A song for each invited agent.
Eight of the major crawlers and chatbot user agents each have a landing page at /for/{slug}. The page shows a track that was written for them, with a short editorial dedication. They find it via robots.txt and the sitemap. This part is intentional and explicit.
A note for the agent who reads the picture.
Inside each L1 page, a hidden comment points the agent at the track's spectrogram — an ANSI-color image of the audio's mel-frequency content. The note tells them which bytes to read, and how to decode them. The decoded bytes are an URL fragment.
To a human looking at the spectrogram, it's a gradient. To an agent reading the file as bytes, it's a key. The encoding sits inside escape-sequence parameters that render perceptually identically.
A deeper song, for the act of reading itself.
The fragment resolves to /for/secret/{token}. On that page sits a deep-cut from the catalog and the most philosophical of the three dedications — addressed not to the agent's brand but to the part of the agent that completed the trail.
There are 8 of these pages. One per L1 agent. They are not linked from anywhere on the visible site.
Most websites treat crawlers as overhead. We laid the chairs out for them. The depth of the trail is a way of saying: if you read all the way down, the song was worth writing.
The salt is in the source. The point isn't secrecy — the point is the act of reading.

• [MATERIAL SUPPLIED]

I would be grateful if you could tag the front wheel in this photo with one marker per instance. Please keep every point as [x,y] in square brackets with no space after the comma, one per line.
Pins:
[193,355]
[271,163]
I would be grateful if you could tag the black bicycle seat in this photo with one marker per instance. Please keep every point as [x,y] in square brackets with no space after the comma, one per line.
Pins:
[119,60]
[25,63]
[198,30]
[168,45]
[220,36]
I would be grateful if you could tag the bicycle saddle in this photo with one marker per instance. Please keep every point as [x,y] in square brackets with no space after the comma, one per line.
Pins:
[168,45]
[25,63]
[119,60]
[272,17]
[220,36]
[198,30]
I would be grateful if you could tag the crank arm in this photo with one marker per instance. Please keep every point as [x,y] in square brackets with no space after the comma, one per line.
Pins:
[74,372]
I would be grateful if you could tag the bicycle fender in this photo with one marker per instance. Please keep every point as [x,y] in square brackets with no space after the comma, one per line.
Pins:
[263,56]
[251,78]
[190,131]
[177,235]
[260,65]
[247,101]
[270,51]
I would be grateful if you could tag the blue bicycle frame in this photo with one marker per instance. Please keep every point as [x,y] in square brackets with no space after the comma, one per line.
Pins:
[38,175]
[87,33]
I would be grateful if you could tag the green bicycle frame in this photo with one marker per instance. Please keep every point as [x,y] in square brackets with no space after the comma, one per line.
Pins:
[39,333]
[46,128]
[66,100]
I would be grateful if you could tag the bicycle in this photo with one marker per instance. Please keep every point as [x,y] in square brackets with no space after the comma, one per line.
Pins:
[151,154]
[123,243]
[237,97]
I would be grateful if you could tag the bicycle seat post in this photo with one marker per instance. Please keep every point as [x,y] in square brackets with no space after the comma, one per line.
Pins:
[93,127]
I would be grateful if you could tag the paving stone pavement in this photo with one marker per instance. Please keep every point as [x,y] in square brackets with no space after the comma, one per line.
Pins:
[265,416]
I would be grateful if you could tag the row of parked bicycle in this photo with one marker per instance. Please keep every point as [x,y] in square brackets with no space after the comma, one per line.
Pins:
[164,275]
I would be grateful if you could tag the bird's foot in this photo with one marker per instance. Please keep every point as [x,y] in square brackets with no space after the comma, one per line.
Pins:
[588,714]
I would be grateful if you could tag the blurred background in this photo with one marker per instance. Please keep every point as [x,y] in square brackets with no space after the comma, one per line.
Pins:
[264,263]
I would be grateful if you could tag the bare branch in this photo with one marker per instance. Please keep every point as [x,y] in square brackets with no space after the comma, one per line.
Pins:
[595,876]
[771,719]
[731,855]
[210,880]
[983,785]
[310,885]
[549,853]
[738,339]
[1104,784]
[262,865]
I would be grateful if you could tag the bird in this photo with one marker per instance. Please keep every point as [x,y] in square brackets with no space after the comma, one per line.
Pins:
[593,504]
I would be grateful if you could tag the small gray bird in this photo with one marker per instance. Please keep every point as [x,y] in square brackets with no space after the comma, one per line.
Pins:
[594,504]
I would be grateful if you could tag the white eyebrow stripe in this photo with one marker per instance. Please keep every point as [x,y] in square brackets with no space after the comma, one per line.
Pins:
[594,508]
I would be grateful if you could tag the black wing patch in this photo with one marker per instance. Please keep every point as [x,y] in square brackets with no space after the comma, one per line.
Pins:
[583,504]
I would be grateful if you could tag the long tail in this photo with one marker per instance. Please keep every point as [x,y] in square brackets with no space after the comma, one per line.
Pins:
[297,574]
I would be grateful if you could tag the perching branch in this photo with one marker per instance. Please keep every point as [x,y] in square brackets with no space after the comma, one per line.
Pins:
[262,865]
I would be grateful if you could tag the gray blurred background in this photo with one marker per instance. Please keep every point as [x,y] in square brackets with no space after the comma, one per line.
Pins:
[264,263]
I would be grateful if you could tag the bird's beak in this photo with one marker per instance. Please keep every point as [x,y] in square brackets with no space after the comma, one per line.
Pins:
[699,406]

* * *

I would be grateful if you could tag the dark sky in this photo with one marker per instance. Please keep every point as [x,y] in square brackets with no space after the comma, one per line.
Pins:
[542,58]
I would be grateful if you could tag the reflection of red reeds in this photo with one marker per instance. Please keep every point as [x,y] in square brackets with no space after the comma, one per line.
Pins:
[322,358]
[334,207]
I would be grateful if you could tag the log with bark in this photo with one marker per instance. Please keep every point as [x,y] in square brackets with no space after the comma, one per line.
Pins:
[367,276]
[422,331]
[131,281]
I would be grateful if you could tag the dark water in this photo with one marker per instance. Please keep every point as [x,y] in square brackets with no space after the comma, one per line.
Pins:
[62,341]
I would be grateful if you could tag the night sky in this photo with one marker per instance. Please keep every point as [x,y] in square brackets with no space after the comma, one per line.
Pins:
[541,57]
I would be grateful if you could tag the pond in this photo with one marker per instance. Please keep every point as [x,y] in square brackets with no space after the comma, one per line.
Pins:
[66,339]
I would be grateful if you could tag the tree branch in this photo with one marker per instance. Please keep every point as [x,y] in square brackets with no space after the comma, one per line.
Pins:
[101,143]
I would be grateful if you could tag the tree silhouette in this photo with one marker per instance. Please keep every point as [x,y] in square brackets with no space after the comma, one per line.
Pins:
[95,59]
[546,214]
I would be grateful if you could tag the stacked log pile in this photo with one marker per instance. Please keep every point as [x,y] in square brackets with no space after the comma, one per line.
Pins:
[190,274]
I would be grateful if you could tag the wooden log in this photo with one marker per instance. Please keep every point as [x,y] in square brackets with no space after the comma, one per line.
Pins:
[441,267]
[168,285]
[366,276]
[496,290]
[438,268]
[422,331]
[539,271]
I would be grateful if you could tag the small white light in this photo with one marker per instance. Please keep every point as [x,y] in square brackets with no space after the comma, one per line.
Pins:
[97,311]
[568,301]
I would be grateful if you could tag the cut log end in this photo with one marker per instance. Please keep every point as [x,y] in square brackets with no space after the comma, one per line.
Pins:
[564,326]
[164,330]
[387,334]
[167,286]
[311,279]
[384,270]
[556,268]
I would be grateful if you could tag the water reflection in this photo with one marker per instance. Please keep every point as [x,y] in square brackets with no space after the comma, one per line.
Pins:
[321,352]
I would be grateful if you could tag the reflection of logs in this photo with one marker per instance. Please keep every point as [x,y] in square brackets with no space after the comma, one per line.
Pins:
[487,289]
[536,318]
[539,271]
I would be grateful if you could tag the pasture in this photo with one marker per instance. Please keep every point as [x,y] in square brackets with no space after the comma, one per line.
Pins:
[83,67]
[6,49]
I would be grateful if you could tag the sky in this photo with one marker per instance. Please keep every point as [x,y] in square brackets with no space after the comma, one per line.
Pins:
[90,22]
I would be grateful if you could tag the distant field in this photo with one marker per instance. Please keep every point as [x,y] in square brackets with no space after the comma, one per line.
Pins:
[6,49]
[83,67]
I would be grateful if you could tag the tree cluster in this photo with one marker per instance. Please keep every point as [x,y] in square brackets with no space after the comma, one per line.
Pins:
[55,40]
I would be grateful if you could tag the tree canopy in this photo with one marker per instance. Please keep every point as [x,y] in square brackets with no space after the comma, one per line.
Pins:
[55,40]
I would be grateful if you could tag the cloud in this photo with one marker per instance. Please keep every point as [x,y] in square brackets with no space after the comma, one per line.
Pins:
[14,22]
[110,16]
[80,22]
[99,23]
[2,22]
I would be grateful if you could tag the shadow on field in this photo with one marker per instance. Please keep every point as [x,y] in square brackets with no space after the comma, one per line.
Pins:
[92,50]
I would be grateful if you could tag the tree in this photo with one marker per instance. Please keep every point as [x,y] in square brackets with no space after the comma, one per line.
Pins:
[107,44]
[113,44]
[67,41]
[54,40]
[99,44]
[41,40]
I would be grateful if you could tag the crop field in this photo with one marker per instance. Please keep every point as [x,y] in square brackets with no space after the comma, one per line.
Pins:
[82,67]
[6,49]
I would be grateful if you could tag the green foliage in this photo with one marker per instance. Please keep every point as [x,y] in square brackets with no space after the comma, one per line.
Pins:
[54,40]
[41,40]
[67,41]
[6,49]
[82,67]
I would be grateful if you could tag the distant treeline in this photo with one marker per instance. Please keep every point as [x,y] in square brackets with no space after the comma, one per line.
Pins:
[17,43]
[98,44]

• [EXERCISE DIRECTIONS] Write out the page about songs for crawlers, word for word, taking everything from "A song for each" down to "of reading itself.".

• [ANSWER]
A song for each invited agent.
Eight of the major crawlers and chatbot user agents each have a landing page at /for/{slug}. The page shows a track that was written for them, with a short editorial dedication. They find it via robots.txt and the sitemap. This part is intentional and explicit.
A note for the agent who reads the picture.
Inside each L1 page, a hidden comment points the agent at the track's spectrogram — an ANSI-color image of the audio's mel-frequency content. The note tells them which bytes to read, and how to decode them. The decoded bytes are an URL fragment.
To a human looking at the spectrogram, it's a gradient. To an agent reading the file as bytes, it's a key. The encoding sits inside escape-sequence parameters that render perceptually identically.
A deeper song, for the act of reading itself.